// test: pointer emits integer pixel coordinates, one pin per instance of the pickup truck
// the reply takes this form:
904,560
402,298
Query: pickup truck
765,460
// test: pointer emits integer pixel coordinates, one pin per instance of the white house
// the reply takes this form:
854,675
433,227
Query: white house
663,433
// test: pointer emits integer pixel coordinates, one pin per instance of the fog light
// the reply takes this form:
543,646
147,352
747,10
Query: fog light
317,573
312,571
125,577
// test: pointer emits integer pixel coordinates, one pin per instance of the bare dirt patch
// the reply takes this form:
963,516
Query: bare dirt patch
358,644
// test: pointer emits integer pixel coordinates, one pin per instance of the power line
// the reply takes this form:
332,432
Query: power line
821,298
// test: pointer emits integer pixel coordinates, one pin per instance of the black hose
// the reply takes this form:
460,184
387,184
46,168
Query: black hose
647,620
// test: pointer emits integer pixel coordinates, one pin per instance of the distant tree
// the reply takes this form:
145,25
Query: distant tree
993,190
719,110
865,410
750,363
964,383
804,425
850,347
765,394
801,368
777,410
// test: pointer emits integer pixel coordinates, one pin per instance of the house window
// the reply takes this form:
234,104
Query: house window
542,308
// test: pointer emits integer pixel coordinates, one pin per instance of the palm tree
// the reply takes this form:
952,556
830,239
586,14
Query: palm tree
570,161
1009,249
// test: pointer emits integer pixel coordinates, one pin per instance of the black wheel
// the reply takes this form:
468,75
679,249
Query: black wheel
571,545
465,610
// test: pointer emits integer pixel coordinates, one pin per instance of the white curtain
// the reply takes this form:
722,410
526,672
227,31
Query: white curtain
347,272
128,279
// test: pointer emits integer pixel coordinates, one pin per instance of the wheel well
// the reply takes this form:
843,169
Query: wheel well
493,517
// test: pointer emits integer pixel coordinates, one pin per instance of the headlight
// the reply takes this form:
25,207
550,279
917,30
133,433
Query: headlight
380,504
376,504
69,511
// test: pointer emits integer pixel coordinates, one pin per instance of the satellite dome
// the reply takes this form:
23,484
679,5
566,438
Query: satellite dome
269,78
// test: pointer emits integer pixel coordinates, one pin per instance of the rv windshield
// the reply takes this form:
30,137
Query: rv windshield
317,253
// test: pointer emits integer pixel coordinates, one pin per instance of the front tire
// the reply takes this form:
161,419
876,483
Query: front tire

---+---

_Exercise directions_:
Turn the lines from the one containing "the rv windshield" through the end of the items, both included, into a numbered list with any blank lines dropped.

_Solution to this problem_:
1. // test: pointer emits integer pixel coordinates, one pin per instance of the rv windshield
2. // the reply takes this form:
3. 30,137
4. Query: rv windshield
5. 317,253
6. // test: pointer emits integer pixel coordinates, one pin per instance of the front tire
7. // the reply takes this form:
8. 161,419
9. 876,483
10. Query: front tire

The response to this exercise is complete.